* [APPLY WHAT YOU READ]:
**1.** Retype the part of the SD Card Locker page starting with "New in version" and going on through "of the PCB.".
**2.** Answer these from the SD Card Locker page:
(a) From which country did the package arrive?
(b) Who developed the device in 2013?
(c) What color is the middle layer of the redesigned case?
[Opening PAGE EXTRACT section]
A package from Lithuania arrived today that may be interesting for the Infosec Community at large. Arsenijs has finally implemented a theoretical approach to program SD Cards to be temporarily or 
permanently protected from write operations.  Having reliable read-only media can be very usefully in many situations - ranging from offensive to defensive. Implants will no longer suffer from premature SD Card failures, tools like CIRClean can get an additional layer of  tamper-resistance  and forensic operations become cost-effective.


Picture of the SD Card Locker

History

This device was developed by Karl Lunt back in 2013, then improved by Nephiel in 2014. Arsentijs recently discovered it was never sold or mass-manufactured. 

New in version 2
  • Redesigned the laser-cut case to be thinner, making the "laser-cut case" locker version less bulky. It's also now transparent, except for the middle layer which is transparent orange.
  • Added usage instructions on the bottom of the PCB. 
  • Added a MicroSD slot on the bottom - it allows you to plug a MicroSD card in directly, without using any adapters. 
  • Reinforced the MicroUSB port soldering 
Common Use cases :
  • Make read-only Raspberry Pi SD cards
  • Make virus-resistant LiveCDs (or, rather, LiveSDs) for all your computer maintenance needs
  • Distribute SD cards with promotional materials
  • Forensic research and data recovery (reading from the SD card while preventing all write operations)
[Closing PAGE EXTRACT section]
[Opening GIVEN DATA section]
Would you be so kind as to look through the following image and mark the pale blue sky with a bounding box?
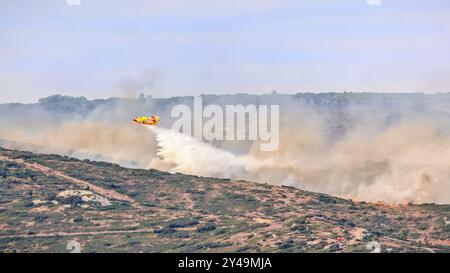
[0,0,450,103]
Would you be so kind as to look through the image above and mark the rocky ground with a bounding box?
[0,149,450,252]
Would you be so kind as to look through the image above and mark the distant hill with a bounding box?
[0,149,450,252]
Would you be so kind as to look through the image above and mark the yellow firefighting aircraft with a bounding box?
[133,116,159,126]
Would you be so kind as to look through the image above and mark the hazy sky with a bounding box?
[0,0,450,103]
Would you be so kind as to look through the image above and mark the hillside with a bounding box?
[0,149,450,252]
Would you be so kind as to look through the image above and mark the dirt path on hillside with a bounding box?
[0,155,135,204]
[0,228,153,239]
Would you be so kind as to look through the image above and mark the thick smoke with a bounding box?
[149,115,450,203]
[0,94,450,203]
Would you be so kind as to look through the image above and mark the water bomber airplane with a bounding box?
[133,116,159,126]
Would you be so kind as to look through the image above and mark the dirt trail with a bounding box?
[0,155,135,204]
[0,228,153,238]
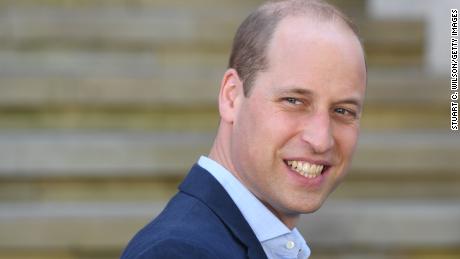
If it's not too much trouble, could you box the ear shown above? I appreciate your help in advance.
[219,68,244,124]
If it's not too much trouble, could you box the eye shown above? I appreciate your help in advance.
[283,97,303,105]
[334,108,356,118]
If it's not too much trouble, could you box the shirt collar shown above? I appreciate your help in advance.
[198,156,292,242]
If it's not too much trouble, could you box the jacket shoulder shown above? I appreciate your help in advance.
[121,192,245,259]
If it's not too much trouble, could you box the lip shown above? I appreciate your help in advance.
[283,157,332,167]
[283,158,331,189]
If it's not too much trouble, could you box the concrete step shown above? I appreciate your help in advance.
[0,6,423,65]
[0,200,460,253]
[0,131,460,180]
[0,51,449,109]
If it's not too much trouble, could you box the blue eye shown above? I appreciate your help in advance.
[284,97,302,105]
[334,108,356,117]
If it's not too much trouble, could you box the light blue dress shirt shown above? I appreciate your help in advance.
[198,156,310,259]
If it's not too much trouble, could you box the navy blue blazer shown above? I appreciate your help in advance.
[121,165,267,259]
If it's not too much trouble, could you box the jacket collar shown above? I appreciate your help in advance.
[179,164,266,258]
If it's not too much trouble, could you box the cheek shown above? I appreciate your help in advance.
[333,125,359,158]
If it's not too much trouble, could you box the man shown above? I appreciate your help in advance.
[122,0,366,258]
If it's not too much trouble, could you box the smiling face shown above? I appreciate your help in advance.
[214,17,366,227]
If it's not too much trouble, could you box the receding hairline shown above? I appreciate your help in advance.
[228,0,364,95]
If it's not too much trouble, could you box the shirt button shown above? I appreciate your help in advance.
[286,241,295,249]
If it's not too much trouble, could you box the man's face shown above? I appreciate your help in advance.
[230,17,366,222]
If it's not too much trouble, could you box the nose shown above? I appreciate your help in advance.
[302,111,334,154]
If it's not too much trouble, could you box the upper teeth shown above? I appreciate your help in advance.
[287,160,324,178]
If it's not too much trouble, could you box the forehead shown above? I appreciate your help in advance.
[262,17,366,97]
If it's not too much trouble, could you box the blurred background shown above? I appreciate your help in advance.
[0,0,460,259]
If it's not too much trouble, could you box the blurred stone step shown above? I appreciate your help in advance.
[0,51,450,109]
[0,174,460,203]
[0,5,423,65]
[0,200,460,251]
[358,18,425,68]
[0,102,449,132]
[0,130,460,180]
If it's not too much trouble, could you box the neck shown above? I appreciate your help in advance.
[209,127,300,230]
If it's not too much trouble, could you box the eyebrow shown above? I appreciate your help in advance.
[277,87,314,96]
[277,86,362,110]
[334,97,362,110]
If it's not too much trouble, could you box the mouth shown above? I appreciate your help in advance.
[284,160,330,179]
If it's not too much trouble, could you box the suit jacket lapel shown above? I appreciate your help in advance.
[179,164,266,258]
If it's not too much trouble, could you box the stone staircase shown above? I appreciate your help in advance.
[0,0,460,259]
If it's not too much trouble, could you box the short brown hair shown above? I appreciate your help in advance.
[228,0,359,96]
[Closing GIVEN DATA section]
* [OUTPUTS IN ORDER]:
**1.**
New in version 2
  • Redesigned the laser-cut case to be thinner, making the "laser-cut case" locker version less bulky. It's also now transparent, except for the middle layer which is transparent orange.
  • Added usage instructions on the bottom of the PCB.

**2.**
(a) Lithuania
(b) Karl Lunt
(c) Transparent orange